Given task: Rewrite all of the material below, changing each "Indicate" to "Mark" and leaving every other character untouched.

Task inputs:
## start

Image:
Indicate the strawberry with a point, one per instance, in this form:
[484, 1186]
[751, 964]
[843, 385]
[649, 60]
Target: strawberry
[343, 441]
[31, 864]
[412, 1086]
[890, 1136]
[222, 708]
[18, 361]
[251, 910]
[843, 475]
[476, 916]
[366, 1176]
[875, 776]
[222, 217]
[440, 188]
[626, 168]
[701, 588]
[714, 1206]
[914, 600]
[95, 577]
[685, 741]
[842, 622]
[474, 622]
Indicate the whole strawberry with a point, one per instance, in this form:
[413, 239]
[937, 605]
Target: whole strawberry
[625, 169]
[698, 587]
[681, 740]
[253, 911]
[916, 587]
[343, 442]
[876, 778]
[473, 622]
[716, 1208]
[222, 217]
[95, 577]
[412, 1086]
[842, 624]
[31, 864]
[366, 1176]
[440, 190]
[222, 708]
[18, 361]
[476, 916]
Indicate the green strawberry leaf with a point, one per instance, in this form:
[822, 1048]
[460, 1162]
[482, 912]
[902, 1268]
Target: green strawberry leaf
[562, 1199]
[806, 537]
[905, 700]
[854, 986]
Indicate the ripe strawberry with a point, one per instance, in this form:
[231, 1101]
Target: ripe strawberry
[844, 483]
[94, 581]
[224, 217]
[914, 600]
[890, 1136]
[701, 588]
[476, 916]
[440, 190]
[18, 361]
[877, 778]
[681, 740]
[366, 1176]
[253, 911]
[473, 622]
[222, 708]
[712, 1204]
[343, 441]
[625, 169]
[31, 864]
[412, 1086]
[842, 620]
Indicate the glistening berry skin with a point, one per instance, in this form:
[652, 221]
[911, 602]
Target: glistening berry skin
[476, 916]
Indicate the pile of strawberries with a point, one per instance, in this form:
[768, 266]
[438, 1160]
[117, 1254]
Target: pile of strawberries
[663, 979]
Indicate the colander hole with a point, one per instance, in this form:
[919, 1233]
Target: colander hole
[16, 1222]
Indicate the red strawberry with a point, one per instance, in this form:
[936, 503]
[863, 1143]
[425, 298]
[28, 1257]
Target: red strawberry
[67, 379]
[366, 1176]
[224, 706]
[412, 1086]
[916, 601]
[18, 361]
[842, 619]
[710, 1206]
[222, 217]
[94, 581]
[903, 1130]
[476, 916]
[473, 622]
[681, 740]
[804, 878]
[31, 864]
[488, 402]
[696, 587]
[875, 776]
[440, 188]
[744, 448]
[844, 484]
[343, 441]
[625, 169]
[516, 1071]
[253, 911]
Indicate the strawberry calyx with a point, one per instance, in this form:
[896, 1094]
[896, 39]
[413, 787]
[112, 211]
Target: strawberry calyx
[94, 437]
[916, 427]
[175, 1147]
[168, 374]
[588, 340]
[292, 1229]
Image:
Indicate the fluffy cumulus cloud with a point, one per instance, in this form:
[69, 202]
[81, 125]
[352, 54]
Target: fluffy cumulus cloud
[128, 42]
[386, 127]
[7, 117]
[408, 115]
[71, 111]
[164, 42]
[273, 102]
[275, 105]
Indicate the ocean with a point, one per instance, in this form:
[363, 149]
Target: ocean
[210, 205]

## end

The result:
Image:
Mark the strawberry with a point, one per instance, in this form:
[484, 1186]
[751, 964]
[843, 385]
[649, 60]
Target: strawberry
[343, 441]
[31, 864]
[412, 1086]
[890, 1136]
[222, 708]
[18, 361]
[251, 910]
[843, 475]
[476, 916]
[366, 1176]
[875, 776]
[222, 217]
[440, 188]
[626, 168]
[701, 588]
[714, 1206]
[914, 600]
[95, 577]
[685, 741]
[842, 622]
[474, 622]
Mark the whole strawberry with a point, one per instance, in this form:
[413, 239]
[937, 605]
Target: whole strawberry
[625, 169]
[698, 587]
[681, 740]
[253, 911]
[916, 587]
[343, 442]
[876, 778]
[473, 622]
[716, 1208]
[222, 217]
[95, 577]
[412, 1086]
[842, 624]
[31, 864]
[366, 1176]
[440, 190]
[222, 708]
[18, 361]
[476, 916]
Mark the green strawberry leaf with a point, one per instance, in this form:
[822, 1048]
[460, 1162]
[482, 912]
[902, 1268]
Target: green strawberry leaf
[562, 1199]
[806, 537]
[905, 700]
[854, 986]
Mark the ripe strawberry with a point, one per instance, in this form:
[231, 1101]
Target: ripe strawberry
[844, 483]
[94, 581]
[224, 217]
[914, 600]
[890, 1136]
[701, 588]
[476, 916]
[440, 190]
[18, 361]
[877, 778]
[681, 740]
[366, 1176]
[253, 911]
[473, 622]
[222, 708]
[712, 1204]
[343, 441]
[625, 169]
[31, 864]
[412, 1086]
[842, 620]
Mark the glistening berry skin with a point, one per instance, in this form:
[652, 221]
[911, 602]
Target: glistening berry skin
[476, 916]
Mark the pile of strawberries with a point, one per instance, in this form:
[768, 266]
[438, 1160]
[117, 1254]
Target: pile of strawberries
[663, 979]
Mark the colander hole with a point, one per instance, in this form:
[919, 1233]
Target: colander hole
[16, 1222]
Mark the red strawberry with a point, one per instance, in this form:
[936, 503]
[863, 1143]
[425, 298]
[28, 1257]
Target: red strawberry
[67, 379]
[366, 1176]
[224, 706]
[412, 1086]
[916, 601]
[18, 361]
[842, 619]
[710, 1206]
[222, 217]
[94, 581]
[903, 1130]
[476, 916]
[473, 622]
[681, 740]
[804, 878]
[31, 864]
[488, 402]
[696, 587]
[875, 776]
[440, 188]
[744, 448]
[844, 484]
[343, 441]
[625, 169]
[516, 1071]
[253, 911]
Mark the strawberry calyx with a point, one per instance, in this form:
[896, 1094]
[896, 39]
[413, 787]
[112, 211]
Target: strawberry calyx
[94, 437]
[916, 427]
[175, 1147]
[168, 374]
[588, 340]
[292, 1229]
Image:
Mark the fluffy cumulus cloud with a point, one per instance, in this form:
[69, 202]
[81, 125]
[352, 54]
Target: fluffy cumulus cloud
[128, 42]
[386, 127]
[7, 117]
[408, 115]
[71, 111]
[164, 42]
[273, 102]
[275, 105]
Mark the ocean with a point, one per instance, in this form:
[363, 149]
Target: ocean
[210, 205]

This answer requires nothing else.